→ INSTRUCTION:
Pick up the forum post about Houston's offseason outlook and keep writing from its last sentence.

→ TEXT PASSAGE:
# The Reality of Our Offseason.



## KeiranHalcyon (Nov 27, 2003)

I really don't have that high of an expectation for our offseason.

1) We have two players that are unlikely to be moved anytime soon. Yao is the future of this team, and Steve simply has too much talent to be traded. (I just ran some statistical analysis, and I think that he's the best guard JVG has ever coached in the league--I'll explain if there's any interest.)

2) We don't have the clout, the prestige, whatever you want to call it, that some other teams have. We've got a great team, yes. We're a playoff team, yes. We're a couple pieces away from being a championship contender, yes. But so are more lucrative teams. Why would some of the "big name" FA's sign in Houston when they could go to San Antonio and work with Duncan and Parker? Or to LA, because it's LA?

3) As much as I would love to see some major changes brought to Houston--a solid perimeter shooting, pass-first PG and a versatile PF to help Yao out--Brent Barry and Rasheed Wallace or Kenyon Martin or Stromile Swift is the ultimate dream--every other team in the league, almost, is going to be after the same things we are.

→ RAW DATA:
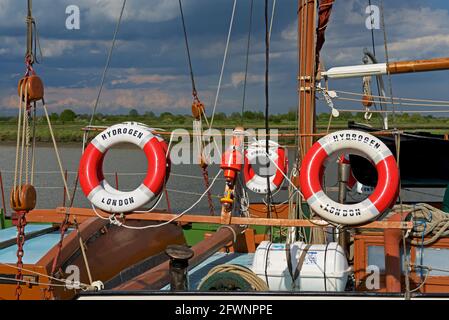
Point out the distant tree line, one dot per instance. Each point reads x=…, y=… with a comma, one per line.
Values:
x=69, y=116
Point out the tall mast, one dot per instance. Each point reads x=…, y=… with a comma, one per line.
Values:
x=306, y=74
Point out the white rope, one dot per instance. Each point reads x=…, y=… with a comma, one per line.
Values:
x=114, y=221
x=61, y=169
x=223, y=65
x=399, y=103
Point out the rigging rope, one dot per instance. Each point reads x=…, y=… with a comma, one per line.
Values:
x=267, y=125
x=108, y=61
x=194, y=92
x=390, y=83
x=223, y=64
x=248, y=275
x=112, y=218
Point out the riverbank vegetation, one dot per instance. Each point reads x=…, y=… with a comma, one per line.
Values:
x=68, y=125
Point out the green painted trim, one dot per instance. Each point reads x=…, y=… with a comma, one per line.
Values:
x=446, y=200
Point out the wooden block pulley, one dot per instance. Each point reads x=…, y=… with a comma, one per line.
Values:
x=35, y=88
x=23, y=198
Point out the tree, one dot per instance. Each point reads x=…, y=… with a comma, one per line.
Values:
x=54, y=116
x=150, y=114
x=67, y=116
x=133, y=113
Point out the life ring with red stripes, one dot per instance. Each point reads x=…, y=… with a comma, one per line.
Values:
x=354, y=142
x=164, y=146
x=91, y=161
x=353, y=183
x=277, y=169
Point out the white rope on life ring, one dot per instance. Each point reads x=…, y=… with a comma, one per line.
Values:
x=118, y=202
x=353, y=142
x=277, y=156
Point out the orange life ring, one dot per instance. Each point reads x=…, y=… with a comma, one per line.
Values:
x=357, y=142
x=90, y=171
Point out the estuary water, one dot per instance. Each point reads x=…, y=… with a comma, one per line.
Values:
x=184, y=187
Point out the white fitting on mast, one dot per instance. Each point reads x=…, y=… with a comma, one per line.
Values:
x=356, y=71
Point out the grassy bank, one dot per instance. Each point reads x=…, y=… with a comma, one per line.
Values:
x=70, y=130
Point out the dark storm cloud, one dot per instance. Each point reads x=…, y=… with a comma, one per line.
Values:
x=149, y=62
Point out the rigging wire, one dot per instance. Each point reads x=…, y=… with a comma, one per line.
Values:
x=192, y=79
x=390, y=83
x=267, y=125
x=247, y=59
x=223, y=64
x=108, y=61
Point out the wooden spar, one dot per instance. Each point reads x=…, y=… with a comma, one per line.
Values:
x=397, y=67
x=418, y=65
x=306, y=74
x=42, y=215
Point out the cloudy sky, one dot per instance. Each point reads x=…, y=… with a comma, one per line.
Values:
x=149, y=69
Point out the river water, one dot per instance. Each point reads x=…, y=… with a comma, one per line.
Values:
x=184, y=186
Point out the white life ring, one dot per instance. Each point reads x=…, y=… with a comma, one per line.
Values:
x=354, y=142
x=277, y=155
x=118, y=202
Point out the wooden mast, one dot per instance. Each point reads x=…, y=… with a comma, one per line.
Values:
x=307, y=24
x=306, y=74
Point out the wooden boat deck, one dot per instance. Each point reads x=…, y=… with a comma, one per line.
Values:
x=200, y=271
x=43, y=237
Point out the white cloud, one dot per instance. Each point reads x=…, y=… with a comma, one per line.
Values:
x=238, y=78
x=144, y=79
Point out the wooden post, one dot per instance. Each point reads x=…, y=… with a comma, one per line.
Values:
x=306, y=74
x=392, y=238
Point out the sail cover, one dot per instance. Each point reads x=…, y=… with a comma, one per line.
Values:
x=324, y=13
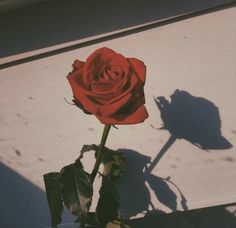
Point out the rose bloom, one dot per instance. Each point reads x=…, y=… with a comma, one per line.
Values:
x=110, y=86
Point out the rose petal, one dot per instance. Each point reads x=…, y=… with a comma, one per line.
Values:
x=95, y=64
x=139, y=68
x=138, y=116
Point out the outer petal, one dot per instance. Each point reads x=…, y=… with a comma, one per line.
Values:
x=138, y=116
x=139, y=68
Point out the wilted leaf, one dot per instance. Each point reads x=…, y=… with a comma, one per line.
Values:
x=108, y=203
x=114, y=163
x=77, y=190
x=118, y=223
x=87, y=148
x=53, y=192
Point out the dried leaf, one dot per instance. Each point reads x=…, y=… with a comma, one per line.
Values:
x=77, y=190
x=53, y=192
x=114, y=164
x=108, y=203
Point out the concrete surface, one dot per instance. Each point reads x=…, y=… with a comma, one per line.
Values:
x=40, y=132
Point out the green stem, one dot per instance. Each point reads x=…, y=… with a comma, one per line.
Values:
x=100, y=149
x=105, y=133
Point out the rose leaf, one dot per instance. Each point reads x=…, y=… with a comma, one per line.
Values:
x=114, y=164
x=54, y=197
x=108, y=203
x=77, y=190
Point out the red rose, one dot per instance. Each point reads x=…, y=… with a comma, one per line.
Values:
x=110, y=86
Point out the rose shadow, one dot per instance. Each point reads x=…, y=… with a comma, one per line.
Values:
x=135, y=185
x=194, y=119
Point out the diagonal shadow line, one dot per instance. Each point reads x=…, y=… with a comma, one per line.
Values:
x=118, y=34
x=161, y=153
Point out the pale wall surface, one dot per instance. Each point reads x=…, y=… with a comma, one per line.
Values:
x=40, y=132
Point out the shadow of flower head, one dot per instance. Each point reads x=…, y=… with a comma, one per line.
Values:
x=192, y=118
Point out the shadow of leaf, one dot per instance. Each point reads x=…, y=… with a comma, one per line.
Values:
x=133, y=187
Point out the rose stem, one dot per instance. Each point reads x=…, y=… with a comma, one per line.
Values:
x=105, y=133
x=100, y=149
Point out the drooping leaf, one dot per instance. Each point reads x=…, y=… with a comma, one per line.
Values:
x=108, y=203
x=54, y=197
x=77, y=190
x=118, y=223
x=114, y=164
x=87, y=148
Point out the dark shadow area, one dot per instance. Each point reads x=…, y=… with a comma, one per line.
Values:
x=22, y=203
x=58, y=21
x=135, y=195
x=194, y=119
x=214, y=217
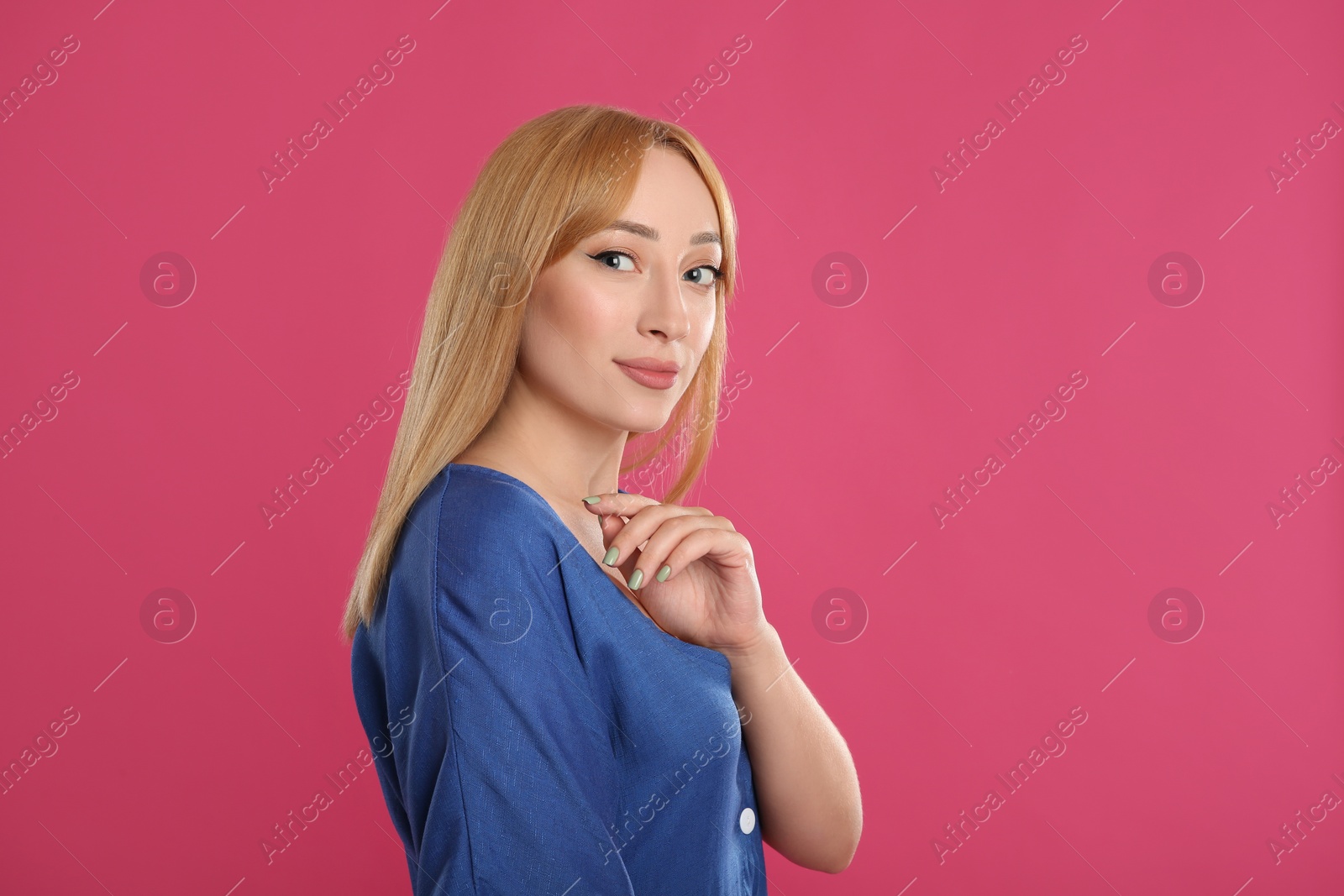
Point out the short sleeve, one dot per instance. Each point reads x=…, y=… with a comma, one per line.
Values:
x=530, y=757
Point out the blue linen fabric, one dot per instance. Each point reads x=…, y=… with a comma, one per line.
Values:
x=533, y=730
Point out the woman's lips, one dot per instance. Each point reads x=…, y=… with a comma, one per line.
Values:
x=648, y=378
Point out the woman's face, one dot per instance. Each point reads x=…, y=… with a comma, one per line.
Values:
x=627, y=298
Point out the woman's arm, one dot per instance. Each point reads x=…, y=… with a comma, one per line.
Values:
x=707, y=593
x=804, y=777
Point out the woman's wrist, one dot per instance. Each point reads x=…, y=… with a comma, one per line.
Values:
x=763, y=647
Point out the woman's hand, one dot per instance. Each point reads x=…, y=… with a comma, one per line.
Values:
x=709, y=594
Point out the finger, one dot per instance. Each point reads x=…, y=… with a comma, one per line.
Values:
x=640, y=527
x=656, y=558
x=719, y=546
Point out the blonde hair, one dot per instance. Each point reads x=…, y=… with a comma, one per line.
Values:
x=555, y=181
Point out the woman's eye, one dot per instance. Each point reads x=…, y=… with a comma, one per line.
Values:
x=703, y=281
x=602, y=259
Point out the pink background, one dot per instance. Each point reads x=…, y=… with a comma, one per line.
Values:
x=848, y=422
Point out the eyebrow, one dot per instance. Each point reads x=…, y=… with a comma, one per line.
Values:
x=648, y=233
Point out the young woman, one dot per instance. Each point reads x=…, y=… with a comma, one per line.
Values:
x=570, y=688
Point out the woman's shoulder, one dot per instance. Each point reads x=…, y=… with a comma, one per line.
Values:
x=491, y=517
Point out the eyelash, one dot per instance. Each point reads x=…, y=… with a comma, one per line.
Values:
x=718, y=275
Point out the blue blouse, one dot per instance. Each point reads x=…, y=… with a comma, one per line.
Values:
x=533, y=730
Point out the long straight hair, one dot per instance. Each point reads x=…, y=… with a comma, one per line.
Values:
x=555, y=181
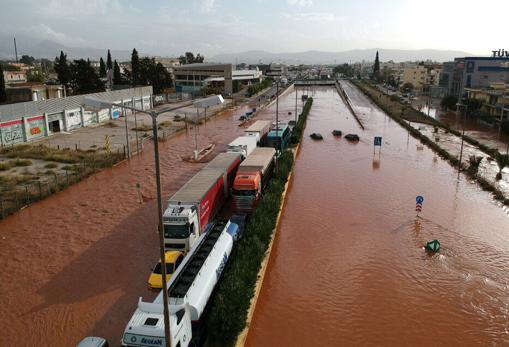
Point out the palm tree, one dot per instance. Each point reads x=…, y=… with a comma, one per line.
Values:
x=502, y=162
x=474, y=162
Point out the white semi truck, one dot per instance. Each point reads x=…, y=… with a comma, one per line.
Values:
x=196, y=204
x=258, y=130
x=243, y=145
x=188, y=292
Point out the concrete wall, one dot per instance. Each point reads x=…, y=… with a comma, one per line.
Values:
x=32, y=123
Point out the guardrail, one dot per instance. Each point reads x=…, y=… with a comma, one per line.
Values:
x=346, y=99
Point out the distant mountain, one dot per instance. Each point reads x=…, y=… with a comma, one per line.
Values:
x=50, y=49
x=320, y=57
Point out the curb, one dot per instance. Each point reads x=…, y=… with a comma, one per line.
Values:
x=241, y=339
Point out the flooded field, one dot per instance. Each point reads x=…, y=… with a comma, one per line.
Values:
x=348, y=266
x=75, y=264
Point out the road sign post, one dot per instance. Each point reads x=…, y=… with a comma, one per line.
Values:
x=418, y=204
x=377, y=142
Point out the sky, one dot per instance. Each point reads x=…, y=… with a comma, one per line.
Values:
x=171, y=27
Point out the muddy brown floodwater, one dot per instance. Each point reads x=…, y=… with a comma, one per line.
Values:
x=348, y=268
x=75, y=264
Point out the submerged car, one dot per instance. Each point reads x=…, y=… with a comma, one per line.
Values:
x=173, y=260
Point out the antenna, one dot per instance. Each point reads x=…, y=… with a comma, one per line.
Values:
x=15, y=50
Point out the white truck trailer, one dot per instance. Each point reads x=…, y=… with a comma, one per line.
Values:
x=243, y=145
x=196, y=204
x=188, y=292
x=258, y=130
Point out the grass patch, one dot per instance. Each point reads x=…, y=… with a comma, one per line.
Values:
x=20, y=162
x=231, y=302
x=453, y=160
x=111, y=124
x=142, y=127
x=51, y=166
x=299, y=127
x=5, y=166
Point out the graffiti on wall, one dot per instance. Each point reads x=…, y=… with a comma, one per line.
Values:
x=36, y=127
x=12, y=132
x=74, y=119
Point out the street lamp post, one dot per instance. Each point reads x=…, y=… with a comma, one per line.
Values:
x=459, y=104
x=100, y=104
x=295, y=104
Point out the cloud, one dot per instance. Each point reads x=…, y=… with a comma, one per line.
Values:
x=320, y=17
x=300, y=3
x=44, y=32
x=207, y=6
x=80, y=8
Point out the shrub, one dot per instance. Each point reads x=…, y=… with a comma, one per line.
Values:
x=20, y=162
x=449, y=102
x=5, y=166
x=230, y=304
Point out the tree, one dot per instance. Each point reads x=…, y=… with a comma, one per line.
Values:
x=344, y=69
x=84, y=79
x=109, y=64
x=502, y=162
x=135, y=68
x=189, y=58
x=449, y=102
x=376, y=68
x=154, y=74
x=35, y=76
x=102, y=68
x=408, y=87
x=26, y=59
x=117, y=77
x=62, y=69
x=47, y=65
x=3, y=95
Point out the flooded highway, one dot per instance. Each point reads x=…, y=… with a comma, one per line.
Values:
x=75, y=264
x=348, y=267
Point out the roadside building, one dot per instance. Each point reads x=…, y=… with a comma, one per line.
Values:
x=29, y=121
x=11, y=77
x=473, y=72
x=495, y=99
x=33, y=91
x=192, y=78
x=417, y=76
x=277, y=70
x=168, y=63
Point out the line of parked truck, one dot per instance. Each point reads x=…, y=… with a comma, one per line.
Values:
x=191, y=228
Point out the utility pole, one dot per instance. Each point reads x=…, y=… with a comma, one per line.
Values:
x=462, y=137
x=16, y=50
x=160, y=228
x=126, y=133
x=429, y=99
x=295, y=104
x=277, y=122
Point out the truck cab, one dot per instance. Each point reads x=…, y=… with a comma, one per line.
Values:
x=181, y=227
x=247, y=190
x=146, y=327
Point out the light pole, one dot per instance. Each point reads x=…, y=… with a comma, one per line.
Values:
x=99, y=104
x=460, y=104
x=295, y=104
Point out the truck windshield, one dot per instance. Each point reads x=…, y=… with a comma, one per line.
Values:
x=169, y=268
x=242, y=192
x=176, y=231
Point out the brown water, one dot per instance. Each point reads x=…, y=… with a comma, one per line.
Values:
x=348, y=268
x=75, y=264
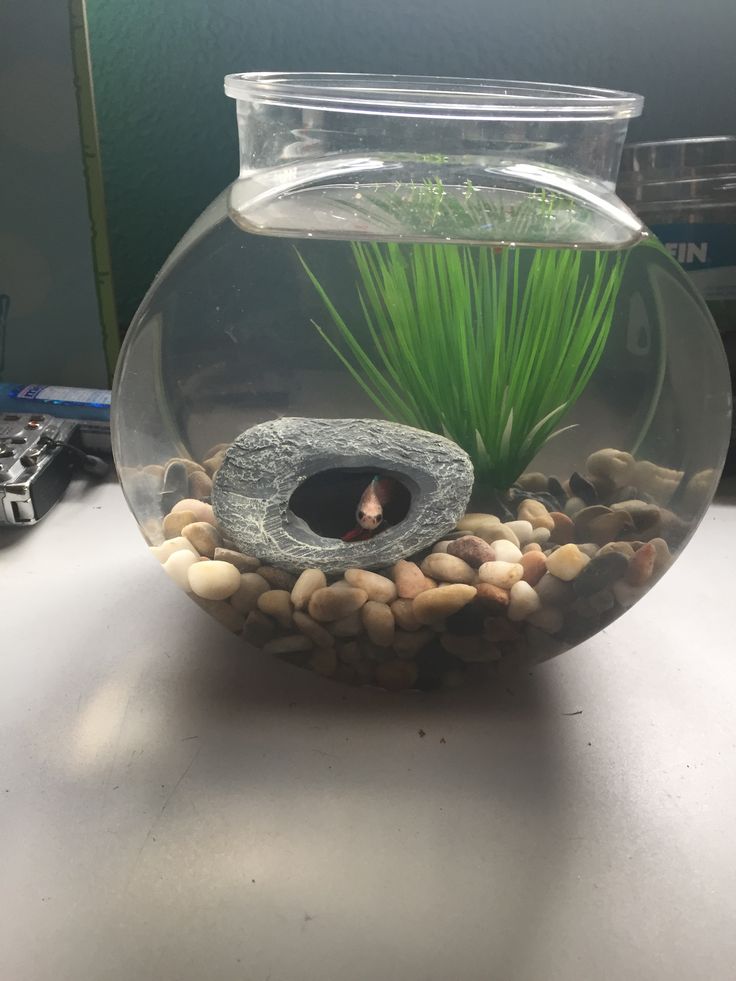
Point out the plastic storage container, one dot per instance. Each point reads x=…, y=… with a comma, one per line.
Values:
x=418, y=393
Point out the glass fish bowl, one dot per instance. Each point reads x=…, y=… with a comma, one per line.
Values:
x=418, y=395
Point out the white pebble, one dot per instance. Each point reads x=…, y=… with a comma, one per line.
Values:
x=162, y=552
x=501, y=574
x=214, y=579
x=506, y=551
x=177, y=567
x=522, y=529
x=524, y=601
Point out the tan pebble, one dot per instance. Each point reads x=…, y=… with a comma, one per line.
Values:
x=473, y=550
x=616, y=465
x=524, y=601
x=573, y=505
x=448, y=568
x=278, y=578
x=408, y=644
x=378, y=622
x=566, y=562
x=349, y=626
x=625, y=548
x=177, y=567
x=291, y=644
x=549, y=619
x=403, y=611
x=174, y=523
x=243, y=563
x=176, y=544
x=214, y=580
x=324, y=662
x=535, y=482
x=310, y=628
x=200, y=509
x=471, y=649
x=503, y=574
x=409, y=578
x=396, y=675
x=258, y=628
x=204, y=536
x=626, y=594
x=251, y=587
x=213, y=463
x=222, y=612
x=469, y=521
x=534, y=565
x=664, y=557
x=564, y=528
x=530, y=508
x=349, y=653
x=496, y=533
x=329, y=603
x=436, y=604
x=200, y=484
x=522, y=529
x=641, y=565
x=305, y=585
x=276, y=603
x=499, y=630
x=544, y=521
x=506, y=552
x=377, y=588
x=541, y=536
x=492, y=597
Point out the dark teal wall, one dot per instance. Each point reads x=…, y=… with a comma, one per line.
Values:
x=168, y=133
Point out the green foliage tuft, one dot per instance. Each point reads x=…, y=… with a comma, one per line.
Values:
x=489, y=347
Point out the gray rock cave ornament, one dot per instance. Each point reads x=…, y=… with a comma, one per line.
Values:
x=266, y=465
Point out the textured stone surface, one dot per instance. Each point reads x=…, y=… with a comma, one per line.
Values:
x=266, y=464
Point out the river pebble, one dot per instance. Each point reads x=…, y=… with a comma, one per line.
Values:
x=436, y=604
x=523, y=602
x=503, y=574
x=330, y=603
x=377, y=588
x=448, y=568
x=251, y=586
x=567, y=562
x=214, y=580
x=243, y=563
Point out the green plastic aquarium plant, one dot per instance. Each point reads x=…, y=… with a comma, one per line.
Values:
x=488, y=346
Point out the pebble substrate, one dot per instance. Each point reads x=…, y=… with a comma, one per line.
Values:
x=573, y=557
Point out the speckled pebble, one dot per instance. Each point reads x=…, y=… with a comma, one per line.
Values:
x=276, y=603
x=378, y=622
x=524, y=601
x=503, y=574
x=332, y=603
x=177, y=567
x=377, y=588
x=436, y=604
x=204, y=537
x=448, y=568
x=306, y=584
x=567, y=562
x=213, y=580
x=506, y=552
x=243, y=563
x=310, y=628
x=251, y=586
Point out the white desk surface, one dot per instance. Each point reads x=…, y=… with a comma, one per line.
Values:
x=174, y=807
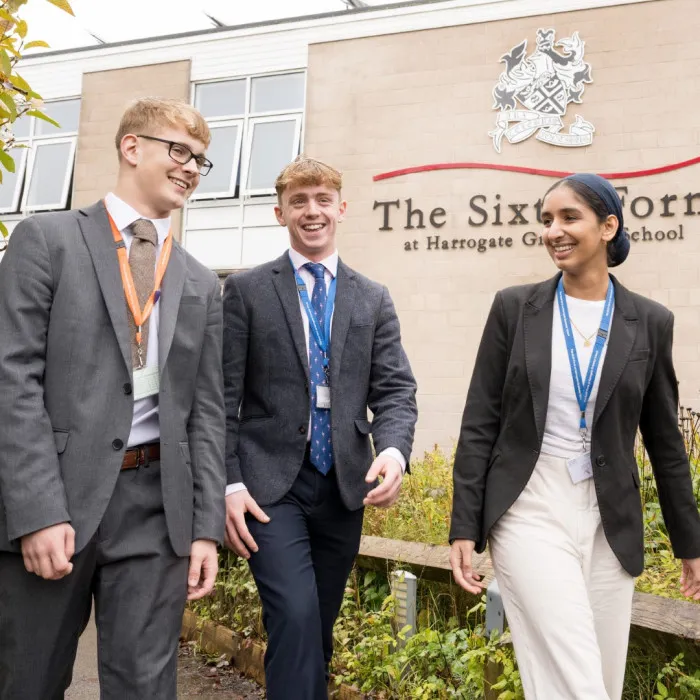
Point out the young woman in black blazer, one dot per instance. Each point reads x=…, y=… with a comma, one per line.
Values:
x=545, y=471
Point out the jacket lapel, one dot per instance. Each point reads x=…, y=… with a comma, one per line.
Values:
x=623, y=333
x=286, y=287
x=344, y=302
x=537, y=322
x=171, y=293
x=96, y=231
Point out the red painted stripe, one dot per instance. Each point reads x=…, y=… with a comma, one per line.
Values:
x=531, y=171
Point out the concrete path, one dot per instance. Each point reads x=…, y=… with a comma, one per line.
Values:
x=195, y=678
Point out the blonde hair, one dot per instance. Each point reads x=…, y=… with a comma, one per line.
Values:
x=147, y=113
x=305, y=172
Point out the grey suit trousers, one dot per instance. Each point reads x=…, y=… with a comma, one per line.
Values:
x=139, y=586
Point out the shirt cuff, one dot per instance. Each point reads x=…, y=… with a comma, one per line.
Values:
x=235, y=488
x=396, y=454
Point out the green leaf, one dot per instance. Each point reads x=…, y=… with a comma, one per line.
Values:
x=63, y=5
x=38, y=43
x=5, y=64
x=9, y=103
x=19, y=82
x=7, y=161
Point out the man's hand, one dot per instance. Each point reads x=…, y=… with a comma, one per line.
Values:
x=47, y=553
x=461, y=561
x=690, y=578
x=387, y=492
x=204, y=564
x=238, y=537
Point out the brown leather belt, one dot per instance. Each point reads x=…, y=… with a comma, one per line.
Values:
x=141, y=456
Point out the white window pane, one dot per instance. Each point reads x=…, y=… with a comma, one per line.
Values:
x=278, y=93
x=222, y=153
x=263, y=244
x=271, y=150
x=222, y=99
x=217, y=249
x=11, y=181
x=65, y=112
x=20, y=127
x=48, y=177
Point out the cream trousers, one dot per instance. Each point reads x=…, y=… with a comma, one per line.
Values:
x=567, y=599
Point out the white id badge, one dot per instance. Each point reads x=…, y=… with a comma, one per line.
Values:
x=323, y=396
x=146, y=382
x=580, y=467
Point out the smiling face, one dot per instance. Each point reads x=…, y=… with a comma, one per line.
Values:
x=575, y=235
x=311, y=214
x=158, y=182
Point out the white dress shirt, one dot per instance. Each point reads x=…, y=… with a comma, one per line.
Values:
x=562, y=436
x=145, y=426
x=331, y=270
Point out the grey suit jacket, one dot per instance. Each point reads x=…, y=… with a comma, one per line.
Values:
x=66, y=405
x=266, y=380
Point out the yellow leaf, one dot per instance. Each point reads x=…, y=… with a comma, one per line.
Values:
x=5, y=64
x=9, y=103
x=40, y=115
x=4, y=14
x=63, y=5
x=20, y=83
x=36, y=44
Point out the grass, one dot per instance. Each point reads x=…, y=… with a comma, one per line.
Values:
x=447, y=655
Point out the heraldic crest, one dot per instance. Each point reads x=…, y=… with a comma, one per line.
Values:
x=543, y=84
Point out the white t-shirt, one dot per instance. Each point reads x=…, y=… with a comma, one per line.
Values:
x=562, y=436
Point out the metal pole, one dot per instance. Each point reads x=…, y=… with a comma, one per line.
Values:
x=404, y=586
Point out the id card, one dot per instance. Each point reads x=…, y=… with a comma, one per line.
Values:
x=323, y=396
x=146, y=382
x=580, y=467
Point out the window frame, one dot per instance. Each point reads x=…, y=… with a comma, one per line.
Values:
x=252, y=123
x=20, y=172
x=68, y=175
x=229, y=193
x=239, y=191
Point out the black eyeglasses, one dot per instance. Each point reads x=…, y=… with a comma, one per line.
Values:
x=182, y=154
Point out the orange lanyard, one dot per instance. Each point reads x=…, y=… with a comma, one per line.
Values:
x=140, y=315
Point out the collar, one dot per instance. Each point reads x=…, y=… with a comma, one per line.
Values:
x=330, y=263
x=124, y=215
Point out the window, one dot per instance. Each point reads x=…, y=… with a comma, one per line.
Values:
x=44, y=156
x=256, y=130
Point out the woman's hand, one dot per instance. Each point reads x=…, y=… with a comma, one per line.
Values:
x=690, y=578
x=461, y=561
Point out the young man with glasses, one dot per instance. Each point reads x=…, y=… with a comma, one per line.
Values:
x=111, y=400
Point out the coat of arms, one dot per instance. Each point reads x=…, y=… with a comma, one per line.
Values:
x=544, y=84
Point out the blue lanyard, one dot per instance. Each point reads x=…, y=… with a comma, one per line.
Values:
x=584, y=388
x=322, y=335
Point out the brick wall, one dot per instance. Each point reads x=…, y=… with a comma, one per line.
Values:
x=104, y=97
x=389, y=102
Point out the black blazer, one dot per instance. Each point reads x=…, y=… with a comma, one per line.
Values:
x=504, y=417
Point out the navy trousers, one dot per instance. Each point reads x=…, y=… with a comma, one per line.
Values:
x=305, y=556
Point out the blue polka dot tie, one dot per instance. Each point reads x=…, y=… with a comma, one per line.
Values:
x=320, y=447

→ EXERCISE RESPONSE:
We don't have what it takes to swing a trade that would really benefit us. We don't have the appeal to bring in good free agents. We're most likely going to be quiet this offseason. Unfortunately.


----------



## The_Franchise (Mar 30, 2003)

I don't think anyone was going into the Rockets offseason expecting big things from the draft or free agent signings. Rocket fans are eagerly awaiting the fate of Steve Francis and Cuttino Mobley, as they have seemed to clash with Gumby's system in terms of consistency and output. 

When you have a potent big man like Yao your guards have to be great at swinging the ball, or atleast making efficient passes. We don't need guards that rely on Yao to create screens for them so they can have an open jumper. If Dawson and Gumby decide to trade Francis before the draft occurs then we could see the Rockets making a play to get a top 13 pick in the trade to pick up one of these prospects:

1. Devin Harris
2. Jameer Nelson
3. Sebastian Telfair (Even though his half court game is supposed to be relatively weak)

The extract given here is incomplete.